# PROMPT 1
Rewrite the entries from the line that has "pin: the red" through the end of the entries, changing "street" to "road" and leaving everything else as it is. Do not include the pictures.

# TEXT EXTRACT
-- -- --

What follows is a breakdown of the setup and workflow, step by step, so you can run this in your own studio without stopping to scrub through video.
Step 1: Choose Your Modifiers Intentionally
Sue introducing the new Profoto white-interior softboxes
Bryce opens by highlighting something that sounds like a product note but is actually a meaningful technical distinction: Profoto has never made a white-interior softbox until now. Most of their modifiers have used silver interiors, which produce a snappier, higher-contrast light. White interiors scatter light more diffusely and wrap more evenly around a subject. For beauty and portrait work where you want smooth, flattering skin rendering, that difference matters.
She selects two specific shapes for this shoot: a rectangular softbox positioned as a top light and a 4-foot octabox as the main light. If you’re working with other brands, a large rectangular (roughly 2x3 feet or larger) and a 4-foot or 5-foot octa will get you close. The white interior is the important variable. If your current modifiers are silver, you can approximate the effect by adding an additional diffusion layer inside, though it’s not a perfect substitute.

-- -- --

# DATA LISTING
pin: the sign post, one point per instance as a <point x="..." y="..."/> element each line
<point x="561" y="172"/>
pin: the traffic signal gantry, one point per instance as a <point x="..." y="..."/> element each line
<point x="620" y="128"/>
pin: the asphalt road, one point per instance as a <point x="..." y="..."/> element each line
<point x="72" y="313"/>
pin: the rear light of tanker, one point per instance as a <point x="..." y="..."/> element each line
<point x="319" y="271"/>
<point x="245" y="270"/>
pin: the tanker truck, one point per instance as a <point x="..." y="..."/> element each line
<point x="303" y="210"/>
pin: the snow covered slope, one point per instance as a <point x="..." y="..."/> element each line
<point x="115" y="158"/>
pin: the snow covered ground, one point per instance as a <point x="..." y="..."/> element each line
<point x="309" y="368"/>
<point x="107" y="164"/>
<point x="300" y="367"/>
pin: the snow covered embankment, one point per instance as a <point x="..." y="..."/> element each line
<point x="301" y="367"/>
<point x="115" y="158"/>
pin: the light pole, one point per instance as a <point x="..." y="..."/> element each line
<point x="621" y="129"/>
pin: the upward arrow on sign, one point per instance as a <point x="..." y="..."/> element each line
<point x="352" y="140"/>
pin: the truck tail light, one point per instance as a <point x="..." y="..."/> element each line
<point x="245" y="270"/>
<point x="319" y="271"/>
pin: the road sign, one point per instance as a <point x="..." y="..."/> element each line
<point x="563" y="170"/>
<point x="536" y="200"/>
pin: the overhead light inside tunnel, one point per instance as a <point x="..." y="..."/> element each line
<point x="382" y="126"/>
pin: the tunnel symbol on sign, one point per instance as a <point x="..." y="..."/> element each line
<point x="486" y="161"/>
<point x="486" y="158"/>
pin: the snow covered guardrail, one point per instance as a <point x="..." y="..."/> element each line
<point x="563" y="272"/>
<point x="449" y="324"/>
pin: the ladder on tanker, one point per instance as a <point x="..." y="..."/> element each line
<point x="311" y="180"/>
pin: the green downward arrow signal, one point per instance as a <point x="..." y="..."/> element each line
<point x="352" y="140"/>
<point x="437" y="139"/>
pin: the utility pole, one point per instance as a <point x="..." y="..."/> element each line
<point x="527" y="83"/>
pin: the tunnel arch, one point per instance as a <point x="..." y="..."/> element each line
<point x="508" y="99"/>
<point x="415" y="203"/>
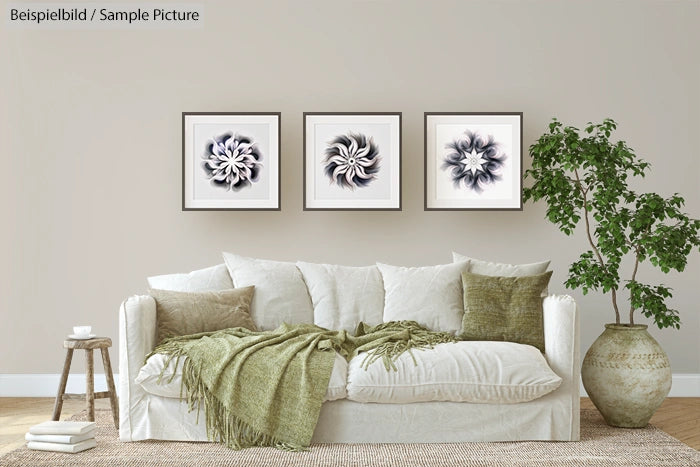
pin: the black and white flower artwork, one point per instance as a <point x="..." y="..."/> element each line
<point x="232" y="161"/>
<point x="351" y="160"/>
<point x="474" y="161"/>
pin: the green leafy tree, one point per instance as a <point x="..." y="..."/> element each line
<point x="583" y="175"/>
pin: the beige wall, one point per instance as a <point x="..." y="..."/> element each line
<point x="90" y="142"/>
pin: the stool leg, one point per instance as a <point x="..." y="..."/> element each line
<point x="90" y="383"/>
<point x="58" y="405"/>
<point x="110" y="386"/>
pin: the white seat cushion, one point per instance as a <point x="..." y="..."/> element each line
<point x="474" y="371"/>
<point x="343" y="295"/>
<point x="149" y="375"/>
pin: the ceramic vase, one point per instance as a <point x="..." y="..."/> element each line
<point x="627" y="375"/>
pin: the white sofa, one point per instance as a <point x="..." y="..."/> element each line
<point x="554" y="416"/>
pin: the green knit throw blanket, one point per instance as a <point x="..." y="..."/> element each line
<point x="266" y="388"/>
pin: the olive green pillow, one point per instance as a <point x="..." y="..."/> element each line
<point x="182" y="313"/>
<point x="504" y="308"/>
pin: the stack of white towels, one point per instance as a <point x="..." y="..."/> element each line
<point x="63" y="436"/>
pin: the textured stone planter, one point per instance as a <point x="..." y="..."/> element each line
<point x="627" y="375"/>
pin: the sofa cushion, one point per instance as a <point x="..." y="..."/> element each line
<point x="182" y="313"/>
<point x="481" y="372"/>
<point x="168" y="385"/>
<point x="201" y="280"/>
<point x="504" y="308"/>
<point x="280" y="291"/>
<point x="489" y="268"/>
<point x="343" y="296"/>
<point x="430" y="295"/>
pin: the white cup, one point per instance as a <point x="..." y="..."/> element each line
<point x="82" y="331"/>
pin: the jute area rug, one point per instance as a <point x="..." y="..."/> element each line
<point x="600" y="445"/>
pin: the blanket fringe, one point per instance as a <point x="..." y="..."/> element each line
<point x="418" y="338"/>
<point x="222" y="425"/>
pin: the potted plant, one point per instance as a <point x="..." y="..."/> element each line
<point x="583" y="176"/>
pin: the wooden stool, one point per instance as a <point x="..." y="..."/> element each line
<point x="102" y="343"/>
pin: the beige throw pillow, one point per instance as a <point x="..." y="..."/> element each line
<point x="489" y="268"/>
<point x="504" y="308"/>
<point x="182" y="313"/>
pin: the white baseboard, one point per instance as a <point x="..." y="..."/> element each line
<point x="46" y="385"/>
<point x="682" y="385"/>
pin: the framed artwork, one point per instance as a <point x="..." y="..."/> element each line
<point x="230" y="161"/>
<point x="473" y="161"/>
<point x="352" y="161"/>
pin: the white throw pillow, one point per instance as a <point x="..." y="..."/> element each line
<point x="469" y="371"/>
<point x="210" y="279"/>
<point x="150" y="373"/>
<point x="430" y="295"/>
<point x="343" y="296"/>
<point x="280" y="292"/>
<point x="488" y="268"/>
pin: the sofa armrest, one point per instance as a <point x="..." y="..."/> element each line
<point x="137" y="337"/>
<point x="562" y="347"/>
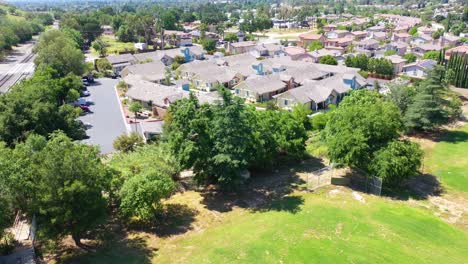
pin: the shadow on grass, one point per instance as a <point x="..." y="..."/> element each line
<point x="173" y="219"/>
<point x="454" y="136"/>
<point x="419" y="187"/>
<point x="266" y="190"/>
<point x="112" y="248"/>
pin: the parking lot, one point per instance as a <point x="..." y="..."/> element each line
<point x="106" y="119"/>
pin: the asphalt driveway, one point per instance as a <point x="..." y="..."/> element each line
<point x="106" y="119"/>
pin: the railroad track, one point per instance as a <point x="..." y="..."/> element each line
<point x="7" y="77"/>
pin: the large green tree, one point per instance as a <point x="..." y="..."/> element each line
<point x="54" y="49"/>
<point x="397" y="162"/>
<point x="361" y="125"/>
<point x="434" y="104"/>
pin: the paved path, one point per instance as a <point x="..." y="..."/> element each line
<point x="18" y="65"/>
<point x="106" y="118"/>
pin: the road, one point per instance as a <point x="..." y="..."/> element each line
<point x="107" y="120"/>
<point x="18" y="65"/>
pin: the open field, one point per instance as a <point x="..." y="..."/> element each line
<point x="115" y="46"/>
<point x="329" y="226"/>
<point x="449" y="159"/>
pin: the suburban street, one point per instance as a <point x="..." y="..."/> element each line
<point x="17" y="65"/>
<point x="106" y="119"/>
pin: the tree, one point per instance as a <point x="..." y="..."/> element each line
<point x="68" y="181"/>
<point x="100" y="46"/>
<point x="179" y="59"/>
<point x="140" y="195"/>
<point x="315" y="45"/>
<point x="209" y="45"/>
<point x="397" y="162"/>
<point x="380" y="66"/>
<point x="135" y="107"/>
<point x="54" y="49"/>
<point x="437" y="34"/>
<point x="39" y="105"/>
<point x="360" y="61"/>
<point x="103" y="65"/>
<point x="389" y="52"/>
<point x="126" y="143"/>
<point x="143" y="178"/>
<point x="410" y="57"/>
<point x="432" y="55"/>
<point x="168" y="20"/>
<point x="413" y="31"/>
<point x="328" y="59"/>
<point x="231" y="37"/>
<point x="401" y="95"/>
<point x="360" y="126"/>
<point x="433" y="103"/>
<point x="75" y="36"/>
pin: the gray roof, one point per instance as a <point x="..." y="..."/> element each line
<point x="155" y="127"/>
<point x="156" y="93"/>
<point x="319" y="91"/>
<point x="121" y="59"/>
<point x="262" y="84"/>
<point x="153" y="71"/>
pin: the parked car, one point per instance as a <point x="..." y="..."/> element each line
<point x="85" y="108"/>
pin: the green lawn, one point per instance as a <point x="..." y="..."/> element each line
<point x="449" y="159"/>
<point x="116" y="46"/>
<point x="324" y="229"/>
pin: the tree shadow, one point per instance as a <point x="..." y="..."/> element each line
<point x="266" y="190"/>
<point x="419" y="187"/>
<point x="112" y="247"/>
<point x="453" y="136"/>
<point x="172" y="219"/>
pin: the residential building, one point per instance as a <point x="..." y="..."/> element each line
<point x="296" y="53"/>
<point x="403" y="37"/>
<point x="423" y="48"/>
<point x="318" y="54"/>
<point x="119" y="62"/>
<point x="152" y="71"/>
<point x="398" y="63"/>
<point x="421" y="39"/>
<point x="241" y="47"/>
<point x="338" y="42"/>
<point x="306" y="39"/>
<point x="337" y="34"/>
<point x="462" y="50"/>
<point x="107" y="30"/>
<point x="177" y="38"/>
<point x="357" y="35"/>
<point x="260" y="88"/>
<point x="449" y="40"/>
<point x="379" y="35"/>
<point x="317" y="95"/>
<point x="399" y="47"/>
<point x="368" y="44"/>
<point x="419" y="69"/>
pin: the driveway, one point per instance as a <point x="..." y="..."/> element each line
<point x="107" y="121"/>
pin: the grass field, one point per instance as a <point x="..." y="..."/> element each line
<point x="115" y="45"/>
<point x="448" y="160"/>
<point x="322" y="229"/>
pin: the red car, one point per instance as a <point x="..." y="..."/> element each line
<point x="85" y="108"/>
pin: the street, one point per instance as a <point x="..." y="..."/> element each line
<point x="106" y="119"/>
<point x="18" y="65"/>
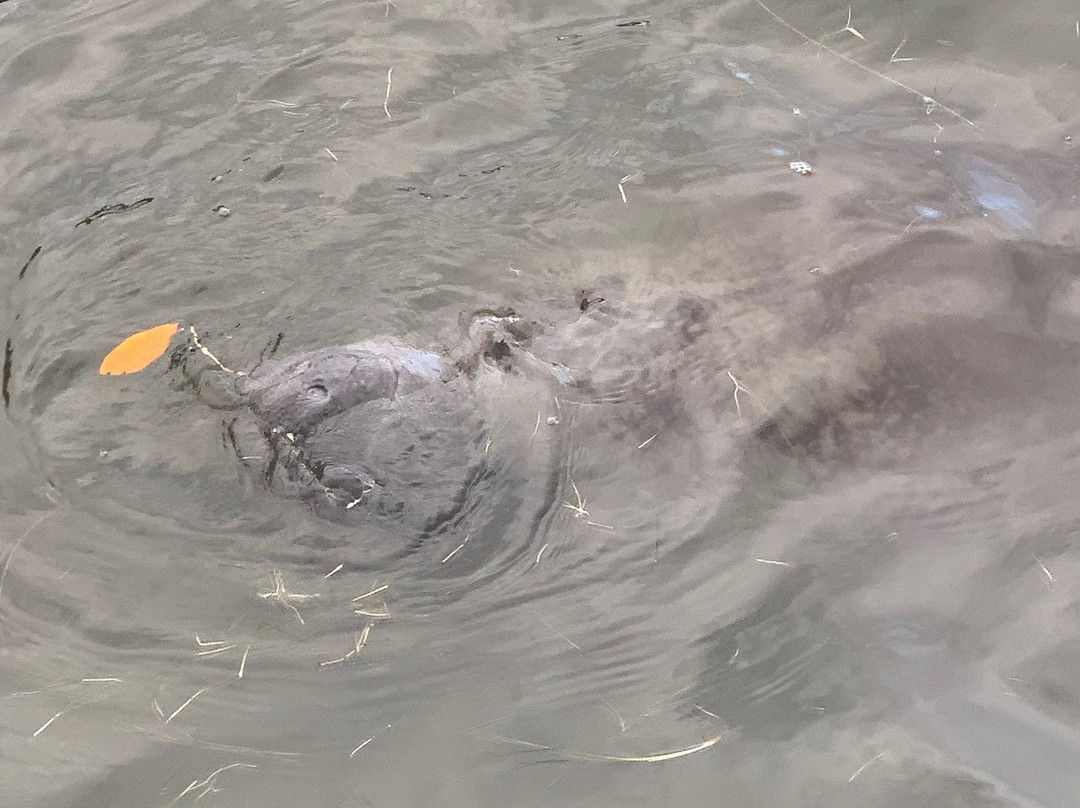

-- -- --

# PROMPT 2
In the passage on softbox setup, copy the text that begins at the words "What follows is" and stops after "that difference matters.".

# EXERCISE RESPONSE 1
pin: the red car, one point per instance as a <point x="..." y="..."/> element each line
<point x="85" y="108"/>
pin: the road, one point per instance as a <point x="..." y="..."/> element each line
<point x="106" y="119"/>
<point x="18" y="65"/>

# EXERCISE RESPONSE 2
What follows is a breakdown of the setup and workflow, step by step, so you can run this in your own studio without stopping to scrub through video.
Step 1: Choose Your Modifiers Intentionally
Sue introducing the new Profoto white-interior softboxes
Bryce opens by highlighting something that sounds like a product note but is actually a meaningful technical distinction: Profoto has never made a white-interior softbox until now. Most of their modifiers have used silver interiors, which produce a snappier, higher-contrast light. White interiors scatter light more diffusely and wrap more evenly around a subject. For beauty and portrait work where you want smooth, flattering skin rendering, that difference matters.